= PASAJE DADO =
Conocí dos personas llamadas Napoleón. Una el dibujante y humorista Napoleón Mongiello Ricci, un rosarigasino excepcional. El otro Napoleón Cabrera, calificadísimo crítico musical. Y está claro: Napoleón hubo uno solo y de allí deriva todo. El resto de los “napoleones”, que hasta fueron moneda, y también los entremeses para calificar la locura, derivan de aquel Napoleón Primero, alguien a quien la historia ha empezado a olvidar. En realidad nosotros olvidamos la historia que, cada tanto, nos pega un bofetón por eso, por no atender a la continuidad de la historia y su valor como antecedente.
“Napo”, tal el seudónimo del dibujante y humorista, fue uno de los primeros que cruzó el charco ( así se decía para hablar de El Atlántico) y publicó en Europa. Del nivel de Sempé y Mordillo, este último también cercano, el “Napo” fue parte de una riquísima historia que incluye a Gustavo Trigo y Gregorio Zeballos. De Gustavo hay muestras anuales con su nombre por su calidad de dibujante y de ilustrador erótico. Allá. En Europa. De ”Goyo” hay una continuidad que a veces no advertimos. Eso es injusto.
Es cierto que “el negro” Fontanarrosa trascendió capas de la sociedad que los otros no ocuparon y es por eso que lo suyo es diferente, pero la intrínseca calidad de los mencionados tiene continuidad en quienes, como “el gaucho” Beas o Freddy, que ilustra estas evocaciones, tienen como mirar hacia atrás y ver, admirar, compartir una historia que, en la región, ha dejado impronta, huella, continuidad. De ellos es la posta, el testimonio.

= MATERIAL PROPORCIONADO =
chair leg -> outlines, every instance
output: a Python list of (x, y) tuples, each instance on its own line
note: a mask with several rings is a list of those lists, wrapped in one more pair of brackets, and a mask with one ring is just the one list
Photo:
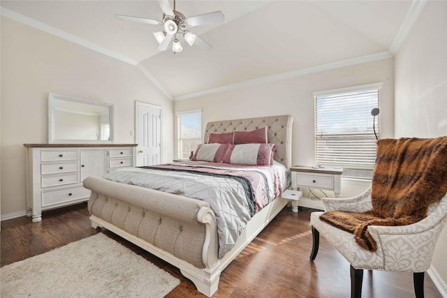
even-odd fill
[(351, 298), (362, 297), (363, 269), (356, 269), (351, 265)]
[(313, 261), (316, 258), (320, 245), (320, 232), (312, 225), (312, 252), (310, 253), (310, 260)]
[(414, 293), (416, 298), (424, 298), (424, 276), (425, 272), (413, 273)]

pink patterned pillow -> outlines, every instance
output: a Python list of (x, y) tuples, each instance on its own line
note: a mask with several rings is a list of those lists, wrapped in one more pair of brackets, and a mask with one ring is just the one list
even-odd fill
[(233, 144), (233, 133), (210, 133), (208, 144)]
[(199, 144), (191, 160), (221, 163), (228, 146), (228, 144)]
[(267, 126), (250, 131), (235, 131), (233, 139), (233, 144), (267, 144)]
[(233, 165), (271, 165), (275, 144), (230, 144), (224, 156), (224, 163)]

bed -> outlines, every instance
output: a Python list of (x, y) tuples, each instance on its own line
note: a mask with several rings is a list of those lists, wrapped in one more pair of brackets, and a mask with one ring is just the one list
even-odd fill
[[(224, 135), (226, 133), (256, 131), (266, 126), (268, 142), (274, 144), (276, 148), (272, 163), (287, 171), (291, 160), (292, 122), (293, 118), (289, 115), (210, 122), (205, 128), (204, 143), (207, 142), (210, 135)], [(234, 148), (233, 151), (235, 151), (236, 149)], [(226, 150), (226, 152), (228, 151)], [(235, 156), (235, 154), (233, 154), (231, 158)], [(198, 156), (193, 159), (196, 159), (196, 157)], [(197, 163), (207, 164), (203, 161)], [(214, 163), (210, 163), (210, 165), (211, 169), (220, 165)], [(230, 165), (224, 165), (228, 167), (224, 170), (229, 172), (235, 170)], [(163, 171), (164, 173), (179, 169), (182, 170), (189, 167), (193, 167), (194, 171), (202, 167), (190, 161), (160, 165), (149, 170)], [(203, 167), (205, 168), (203, 170), (205, 172), (214, 171), (206, 165)], [(269, 202), (261, 204), (262, 206), (254, 203), (254, 214), (249, 211), (250, 214), (247, 221), (242, 224), (235, 224), (243, 229), (237, 232), (237, 237), (234, 241), (229, 241), (230, 245), (226, 245), (228, 240), (224, 243), (221, 232), (218, 232), (221, 230), (222, 218), (219, 211), (214, 212), (212, 209), (212, 200), (187, 198), (182, 195), (186, 193), (175, 189), (173, 191), (174, 193), (169, 193), (134, 185), (137, 184), (137, 180), (150, 180), (142, 178), (143, 176), (141, 176), (141, 172), (147, 170), (142, 168), (124, 170), (121, 171), (124, 176), (123, 173), (115, 173), (114, 171), (109, 173), (109, 177), (105, 176), (108, 179), (89, 177), (84, 180), (85, 187), (91, 191), (88, 202), (91, 226), (108, 229), (177, 267), (185, 277), (194, 283), (200, 292), (208, 297), (212, 296), (217, 290), (222, 270), (262, 231), (288, 201), (281, 198), (280, 193), (288, 186), (290, 179), (286, 182), (283, 181), (283, 185), (280, 186), (272, 186), (273, 184), (271, 181), (267, 181), (268, 184), (270, 183), (270, 195), (274, 195), (268, 200)], [(250, 171), (249, 169), (242, 170)], [(186, 171), (185, 170), (184, 172), (179, 174), (189, 175)], [(262, 171), (258, 169), (254, 172)], [(212, 176), (211, 179), (217, 181), (218, 184), (222, 184), (222, 182), (219, 182), (221, 177), (218, 174), (213, 174)], [(272, 188), (275, 188), (275, 191)], [(162, 188), (159, 187), (159, 189)], [(211, 188), (210, 190), (213, 191)], [(189, 196), (193, 198), (193, 195)], [(249, 202), (247, 204), (250, 204)], [(249, 210), (252, 209), (253, 206)], [(247, 217), (247, 215), (240, 217)], [(231, 221), (233, 219), (226, 223)], [(227, 238), (231, 237), (226, 236), (224, 240)]]

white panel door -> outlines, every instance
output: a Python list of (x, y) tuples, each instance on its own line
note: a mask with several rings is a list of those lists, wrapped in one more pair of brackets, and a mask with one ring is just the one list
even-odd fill
[(158, 165), (161, 161), (161, 107), (135, 102), (137, 166)]

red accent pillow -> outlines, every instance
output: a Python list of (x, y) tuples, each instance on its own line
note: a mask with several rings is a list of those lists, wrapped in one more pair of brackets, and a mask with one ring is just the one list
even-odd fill
[(233, 133), (210, 133), (208, 144), (233, 144)]
[(233, 144), (267, 144), (267, 126), (250, 131), (235, 131), (233, 137)]

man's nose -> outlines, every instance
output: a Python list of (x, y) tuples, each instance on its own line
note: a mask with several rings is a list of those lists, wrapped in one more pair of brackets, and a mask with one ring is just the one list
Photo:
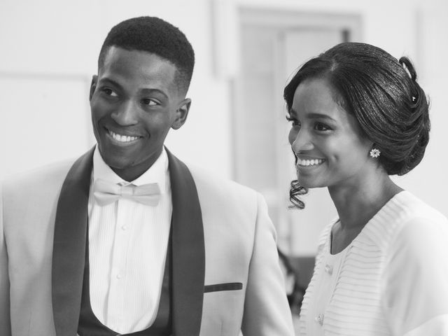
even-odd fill
[(127, 126), (137, 123), (137, 106), (133, 102), (127, 101), (121, 104), (111, 116), (117, 124), (121, 126)]
[(301, 129), (293, 134), (291, 148), (294, 153), (310, 150), (314, 147), (312, 136), (305, 130)]

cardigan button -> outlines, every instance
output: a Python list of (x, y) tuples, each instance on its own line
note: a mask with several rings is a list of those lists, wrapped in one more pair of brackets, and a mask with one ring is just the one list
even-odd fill
[(323, 314), (319, 314), (317, 316), (314, 318), (314, 321), (319, 323), (321, 326), (323, 325), (323, 318), (324, 316)]
[(325, 272), (326, 272), (327, 273), (328, 273), (328, 274), (331, 275), (333, 274), (333, 267), (332, 266), (331, 266), (330, 265), (325, 265)]

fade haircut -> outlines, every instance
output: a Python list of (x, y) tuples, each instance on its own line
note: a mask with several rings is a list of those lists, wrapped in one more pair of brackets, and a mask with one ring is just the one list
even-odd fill
[(169, 61), (176, 69), (175, 80), (186, 93), (195, 66), (195, 52), (185, 34), (155, 17), (141, 16), (122, 21), (107, 34), (98, 57), (98, 70), (104, 64), (109, 48), (146, 51)]

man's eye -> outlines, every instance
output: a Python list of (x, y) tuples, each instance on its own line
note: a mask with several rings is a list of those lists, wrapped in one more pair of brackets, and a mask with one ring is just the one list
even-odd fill
[(314, 125), (314, 130), (318, 131), (329, 131), (331, 128), (322, 122), (316, 122)]
[(141, 99), (141, 104), (143, 104), (144, 105), (149, 105), (150, 106), (155, 106), (156, 105), (159, 105), (159, 103), (158, 103), (155, 100), (150, 99)]
[(102, 91), (108, 96), (118, 97), (118, 94), (117, 94), (117, 93), (115, 91), (113, 91), (112, 89), (110, 89), (108, 88), (104, 88), (104, 89), (102, 89)]

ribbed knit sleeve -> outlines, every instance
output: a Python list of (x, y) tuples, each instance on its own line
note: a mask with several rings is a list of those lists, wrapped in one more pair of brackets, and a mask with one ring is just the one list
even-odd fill
[(402, 192), (334, 255), (332, 226), (323, 231), (300, 335), (420, 336), (412, 330), (425, 323), (425, 336), (448, 335), (428, 333), (444, 330), (448, 321), (448, 221), (443, 216)]

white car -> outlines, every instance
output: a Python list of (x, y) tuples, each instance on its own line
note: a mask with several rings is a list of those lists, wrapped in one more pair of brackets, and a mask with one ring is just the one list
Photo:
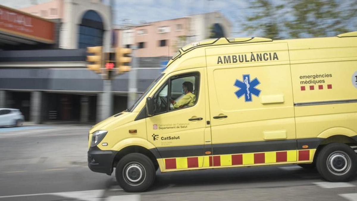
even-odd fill
[(17, 109), (0, 108), (0, 126), (21, 126), (24, 116)]

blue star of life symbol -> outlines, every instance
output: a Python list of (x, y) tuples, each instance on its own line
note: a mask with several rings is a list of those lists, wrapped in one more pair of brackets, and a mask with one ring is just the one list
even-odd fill
[(260, 84), (260, 82), (257, 78), (251, 81), (250, 75), (249, 74), (243, 75), (243, 82), (238, 79), (236, 79), (234, 86), (240, 89), (234, 92), (234, 93), (238, 98), (244, 95), (245, 102), (250, 102), (252, 100), (252, 95), (259, 97), (261, 90), (256, 88), (255, 87)]

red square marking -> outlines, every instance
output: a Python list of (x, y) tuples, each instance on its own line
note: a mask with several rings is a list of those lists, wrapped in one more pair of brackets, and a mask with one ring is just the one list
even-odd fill
[(166, 158), (165, 159), (165, 168), (176, 169), (176, 158)]
[(187, 158), (187, 167), (198, 167), (198, 157), (190, 157)]
[(308, 161), (310, 160), (310, 150), (299, 150), (299, 160)]
[(232, 165), (241, 165), (243, 164), (243, 157), (241, 154), (232, 155)]
[(265, 154), (263, 153), (254, 154), (254, 164), (265, 162)]
[(276, 162), (286, 162), (287, 161), (287, 151), (281, 151), (276, 152)]

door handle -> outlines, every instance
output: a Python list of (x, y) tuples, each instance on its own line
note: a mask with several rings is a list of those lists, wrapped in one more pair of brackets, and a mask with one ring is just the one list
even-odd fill
[(191, 119), (188, 119), (189, 121), (194, 121), (196, 120), (202, 120), (203, 119), (202, 117), (197, 117), (197, 118), (191, 118)]
[(220, 119), (221, 118), (226, 118), (228, 117), (228, 116), (227, 115), (225, 115), (224, 116), (215, 116), (213, 117), (213, 119)]

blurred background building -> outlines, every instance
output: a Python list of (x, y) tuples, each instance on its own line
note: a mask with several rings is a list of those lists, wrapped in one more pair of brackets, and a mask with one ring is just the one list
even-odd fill
[(141, 57), (172, 56), (189, 43), (227, 37), (230, 28), (228, 20), (216, 11), (114, 29), (116, 45), (130, 48), (136, 45), (137, 56)]
[(178, 49), (231, 31), (218, 12), (114, 25), (111, 12), (99, 0), (53, 0), (19, 10), (0, 5), (0, 108), (20, 109), (37, 123), (98, 122), (127, 108), (129, 77), (116, 77), (108, 98), (101, 75), (86, 68), (86, 47), (136, 45), (140, 93)]

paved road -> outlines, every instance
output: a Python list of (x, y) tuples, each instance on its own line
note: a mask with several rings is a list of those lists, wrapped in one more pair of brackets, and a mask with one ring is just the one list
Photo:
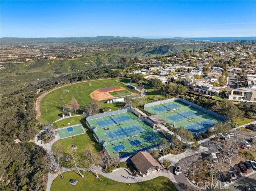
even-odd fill
[(229, 186), (229, 188), (231, 191), (244, 191), (246, 186), (249, 187), (252, 191), (256, 187), (256, 173)]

= TAREA A REALIZAR =
Transcribe sin cambios un fragmento del texto sobre los napoleones. Empieza en las palabras "Es cierto que" y detente después de "posta, el testimonio.".

= SOLUCIÓN DEL EJERCICIO =
Es cierto que “el negro” Fontanarrosa trascendió capas de la sociedad que los otros no ocuparon y es por eso que lo suyo es diferente, pero la intrínseca calidad de los mencionados tiene continuidad en quienes, como “el gaucho” Beas o Freddy, que ilustra estas evocaciones, tienen como mirar hacia atrás y ver, admirar, compartir una historia que, en la región, ha dejado impronta, huella, continuidad. De ellos es la posta, el testimonio.